__Exercise__: Rewrite the data below, replacing "snowy slope" with "snow-covered hillside" and leaving everything else unchanged. Leave the pictures out of your answer.

========

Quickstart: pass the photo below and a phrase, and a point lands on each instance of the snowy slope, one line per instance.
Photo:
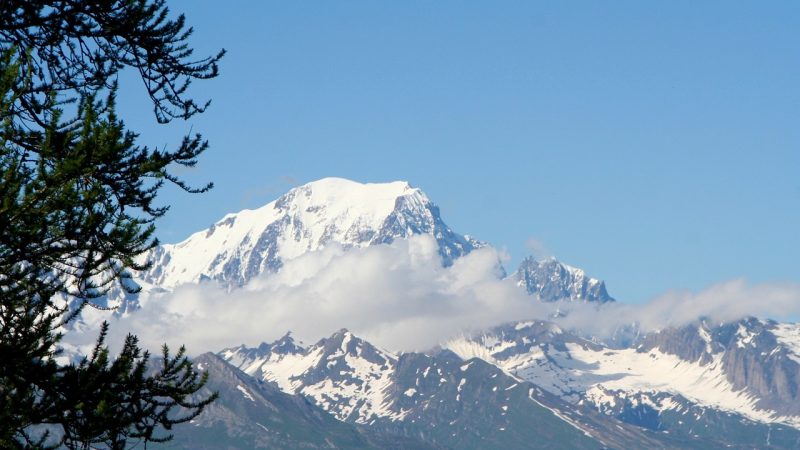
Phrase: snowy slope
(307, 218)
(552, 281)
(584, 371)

========

__Task solution__:
Quickstart: pass the photo below and a phrase, and a point lands on each instance of the snow-covered hillside, one line per instance.
Photo:
Phrase: snow-covered hillside
(307, 218)
(552, 281)
(584, 371)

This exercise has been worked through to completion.